(SOURCE EXTRACT)

When Can I Sue For Medical Malpractice in Connecticut?
Answered by: James G. WilliamsWilliams, Walsh & O'Connor, LLC Phone: 203-896-4631
When you go to a doctor for medical care, you put your trust, and your health, in their hands. Doctors and other medical personnel have a huge responsibility to look out for your health and safety. Unfortunately, they can make mistakes just like anyone else. When you have complications or a bad outcome from medical care, you may not know right away if your doctor was negligent or if you simply had an adverse reaction that could not have been prevented. When you suspect something went wrong, but the clinic or hospital won’t give you answers, you should talk to an attorney right away to discuss the possibility that you have been the victim of medical malpractice.
Medical Malpractice Laws In Connecticut
Medical malpractice occurs when any type of licensed health care professional causes injury to a patient through some sort of negligence or a failure to perform their duty of care toward the patient. The key to a medical malpractice claim is that the injury or medical harm must relate to substandard treatment, or treatment that was below the standard of care. In Connecticut, you must submit a “reasonable inquiry” certificate with your lawsuit in which you have an expert give a written opinion that the treatment you received was sub-standard and led to your injuries.

(End SOURCE EXTRACT)
(DATA)

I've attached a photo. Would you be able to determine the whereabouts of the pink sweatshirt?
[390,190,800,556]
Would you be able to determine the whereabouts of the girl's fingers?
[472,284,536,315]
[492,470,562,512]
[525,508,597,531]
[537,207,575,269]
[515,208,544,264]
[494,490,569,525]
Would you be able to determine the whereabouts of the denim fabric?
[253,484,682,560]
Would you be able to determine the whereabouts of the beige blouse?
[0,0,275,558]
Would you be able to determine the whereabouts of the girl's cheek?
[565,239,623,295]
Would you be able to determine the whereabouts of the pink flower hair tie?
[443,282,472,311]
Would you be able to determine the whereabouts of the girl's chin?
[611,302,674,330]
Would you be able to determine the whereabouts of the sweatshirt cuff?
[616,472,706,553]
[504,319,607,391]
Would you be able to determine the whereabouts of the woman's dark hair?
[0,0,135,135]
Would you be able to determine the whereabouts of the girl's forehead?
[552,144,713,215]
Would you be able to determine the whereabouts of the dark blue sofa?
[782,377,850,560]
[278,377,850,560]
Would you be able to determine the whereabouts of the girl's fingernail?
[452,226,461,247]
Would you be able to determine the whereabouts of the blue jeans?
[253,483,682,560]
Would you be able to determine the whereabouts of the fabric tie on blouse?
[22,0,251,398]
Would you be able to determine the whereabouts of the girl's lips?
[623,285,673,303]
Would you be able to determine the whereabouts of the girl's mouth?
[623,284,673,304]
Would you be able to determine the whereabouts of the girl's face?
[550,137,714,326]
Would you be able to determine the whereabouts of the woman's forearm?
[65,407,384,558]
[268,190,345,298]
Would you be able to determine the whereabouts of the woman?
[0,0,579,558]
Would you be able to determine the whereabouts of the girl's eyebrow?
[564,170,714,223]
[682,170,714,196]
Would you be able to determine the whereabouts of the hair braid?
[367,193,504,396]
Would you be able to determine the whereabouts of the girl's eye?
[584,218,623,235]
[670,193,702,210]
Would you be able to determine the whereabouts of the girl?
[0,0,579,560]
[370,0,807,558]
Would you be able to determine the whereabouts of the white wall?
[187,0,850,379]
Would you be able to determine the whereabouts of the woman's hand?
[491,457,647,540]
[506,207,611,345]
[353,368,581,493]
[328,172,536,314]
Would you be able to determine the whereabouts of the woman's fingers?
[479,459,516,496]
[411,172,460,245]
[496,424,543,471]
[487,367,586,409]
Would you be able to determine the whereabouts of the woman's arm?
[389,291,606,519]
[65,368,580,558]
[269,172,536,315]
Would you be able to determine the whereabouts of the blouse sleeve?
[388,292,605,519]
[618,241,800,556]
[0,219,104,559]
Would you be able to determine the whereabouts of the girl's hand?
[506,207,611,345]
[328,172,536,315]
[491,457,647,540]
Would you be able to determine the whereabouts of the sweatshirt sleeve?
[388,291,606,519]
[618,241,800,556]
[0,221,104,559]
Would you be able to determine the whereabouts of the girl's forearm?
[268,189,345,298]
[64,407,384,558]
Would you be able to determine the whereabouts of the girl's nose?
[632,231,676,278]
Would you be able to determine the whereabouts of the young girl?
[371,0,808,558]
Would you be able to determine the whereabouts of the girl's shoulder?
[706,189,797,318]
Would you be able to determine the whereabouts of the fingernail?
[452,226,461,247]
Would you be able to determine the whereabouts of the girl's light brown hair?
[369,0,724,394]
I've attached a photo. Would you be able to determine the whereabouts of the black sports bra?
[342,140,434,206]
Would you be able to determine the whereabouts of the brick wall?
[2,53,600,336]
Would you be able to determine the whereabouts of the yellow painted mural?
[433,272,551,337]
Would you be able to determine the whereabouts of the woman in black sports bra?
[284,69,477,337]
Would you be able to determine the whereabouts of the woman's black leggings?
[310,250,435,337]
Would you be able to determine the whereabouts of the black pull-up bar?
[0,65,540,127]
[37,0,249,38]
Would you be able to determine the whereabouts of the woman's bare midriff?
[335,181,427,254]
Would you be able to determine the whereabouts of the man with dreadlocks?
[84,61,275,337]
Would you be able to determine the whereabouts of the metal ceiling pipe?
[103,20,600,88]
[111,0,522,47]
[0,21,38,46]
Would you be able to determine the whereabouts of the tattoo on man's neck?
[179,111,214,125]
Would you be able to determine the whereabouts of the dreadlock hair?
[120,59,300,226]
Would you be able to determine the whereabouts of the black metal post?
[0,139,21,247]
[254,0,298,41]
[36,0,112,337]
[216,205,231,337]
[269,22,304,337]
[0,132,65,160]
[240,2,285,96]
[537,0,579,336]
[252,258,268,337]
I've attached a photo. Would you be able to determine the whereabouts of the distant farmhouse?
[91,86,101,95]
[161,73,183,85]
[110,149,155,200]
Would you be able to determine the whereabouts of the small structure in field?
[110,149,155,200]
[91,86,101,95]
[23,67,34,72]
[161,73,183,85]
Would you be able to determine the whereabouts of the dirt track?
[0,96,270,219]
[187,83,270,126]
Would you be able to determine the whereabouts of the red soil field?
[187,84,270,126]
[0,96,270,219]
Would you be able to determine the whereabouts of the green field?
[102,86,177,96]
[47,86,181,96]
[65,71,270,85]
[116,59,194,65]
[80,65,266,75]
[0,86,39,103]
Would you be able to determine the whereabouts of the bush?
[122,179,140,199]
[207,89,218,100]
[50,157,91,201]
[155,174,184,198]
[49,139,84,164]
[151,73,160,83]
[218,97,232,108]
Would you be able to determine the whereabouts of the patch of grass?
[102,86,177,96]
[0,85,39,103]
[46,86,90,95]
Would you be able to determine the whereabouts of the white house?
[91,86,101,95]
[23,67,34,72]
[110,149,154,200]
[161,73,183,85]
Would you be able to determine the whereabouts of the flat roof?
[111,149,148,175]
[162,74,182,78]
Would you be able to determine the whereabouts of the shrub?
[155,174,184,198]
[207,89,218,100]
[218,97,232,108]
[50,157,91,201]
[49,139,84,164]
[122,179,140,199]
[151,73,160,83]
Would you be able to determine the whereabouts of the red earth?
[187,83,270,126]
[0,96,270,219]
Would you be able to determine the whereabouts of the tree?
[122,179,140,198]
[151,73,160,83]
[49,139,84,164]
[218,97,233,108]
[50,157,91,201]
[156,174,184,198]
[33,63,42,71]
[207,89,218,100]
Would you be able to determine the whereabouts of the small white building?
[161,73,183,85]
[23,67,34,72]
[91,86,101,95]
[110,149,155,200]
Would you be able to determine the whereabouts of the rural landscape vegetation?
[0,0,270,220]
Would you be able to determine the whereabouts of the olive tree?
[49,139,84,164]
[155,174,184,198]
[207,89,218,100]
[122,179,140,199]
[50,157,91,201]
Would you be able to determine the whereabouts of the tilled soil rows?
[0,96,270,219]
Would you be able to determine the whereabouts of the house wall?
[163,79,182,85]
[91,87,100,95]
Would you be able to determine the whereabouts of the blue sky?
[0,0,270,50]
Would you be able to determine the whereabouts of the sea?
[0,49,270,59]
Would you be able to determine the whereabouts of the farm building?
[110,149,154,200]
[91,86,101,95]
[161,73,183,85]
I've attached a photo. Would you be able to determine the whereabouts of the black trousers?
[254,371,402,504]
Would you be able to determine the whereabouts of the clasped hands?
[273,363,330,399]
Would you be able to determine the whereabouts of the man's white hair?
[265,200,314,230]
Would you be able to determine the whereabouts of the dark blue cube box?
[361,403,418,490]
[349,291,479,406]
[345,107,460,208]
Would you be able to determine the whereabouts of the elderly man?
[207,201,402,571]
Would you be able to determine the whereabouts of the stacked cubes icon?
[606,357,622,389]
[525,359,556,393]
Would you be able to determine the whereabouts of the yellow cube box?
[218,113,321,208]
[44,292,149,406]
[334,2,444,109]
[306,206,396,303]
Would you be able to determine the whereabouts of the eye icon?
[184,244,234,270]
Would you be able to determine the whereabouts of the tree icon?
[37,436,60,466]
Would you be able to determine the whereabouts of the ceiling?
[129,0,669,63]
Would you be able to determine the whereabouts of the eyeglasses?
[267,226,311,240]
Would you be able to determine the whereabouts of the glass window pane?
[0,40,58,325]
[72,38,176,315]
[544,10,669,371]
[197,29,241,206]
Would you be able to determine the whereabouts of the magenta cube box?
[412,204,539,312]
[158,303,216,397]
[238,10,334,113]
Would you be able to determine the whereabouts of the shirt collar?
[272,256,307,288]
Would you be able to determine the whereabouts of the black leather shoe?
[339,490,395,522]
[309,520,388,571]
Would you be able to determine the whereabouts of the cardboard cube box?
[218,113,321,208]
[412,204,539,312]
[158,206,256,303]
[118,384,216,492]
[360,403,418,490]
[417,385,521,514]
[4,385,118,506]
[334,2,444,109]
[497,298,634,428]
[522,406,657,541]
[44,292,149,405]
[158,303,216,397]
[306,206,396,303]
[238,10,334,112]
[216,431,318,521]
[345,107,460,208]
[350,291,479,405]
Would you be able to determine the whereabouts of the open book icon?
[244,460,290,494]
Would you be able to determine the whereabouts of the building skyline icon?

(End DATA)

QUESTIONS TO ANSWER:
- a) Translate this sentence from the Connecticut medical malpractice text into Spanish: "Doctors and other medical personnel have a huge responsibility to look out for your health and safety."
- b) Quote the Connecticut medical malpractice text word for word, starting at "Answered by: James" and ending at "of medical malpractice.".

YOUR WRITTEN ANSWERS:
- a) Los médicos y demás personal médico tienen una enorme responsabilidad de velar por su salud y su seguridad.

- b)
Answered by: James G. WilliamsWilliams, Walsh & O'Connor, LLC Phone: 203-896-4631
When you go to a doctor for medical care, you put your trust, and your health, in their hands. Doctors and other medical personnel have a huge responsibility to look out for your health and safety. Unfortunately, they can make mistakes just like anyone else. When you have complications or a bad outcome from medical care, you may not know right away if your doctor was negligent or if you simply had an adverse reaction that could not have been prevented. When you suspect something went wrong, but the clinic or hospital won’t give you answers, you should talk to an attorney right away to discuss the possibility that you have been the victim of medical malpractice.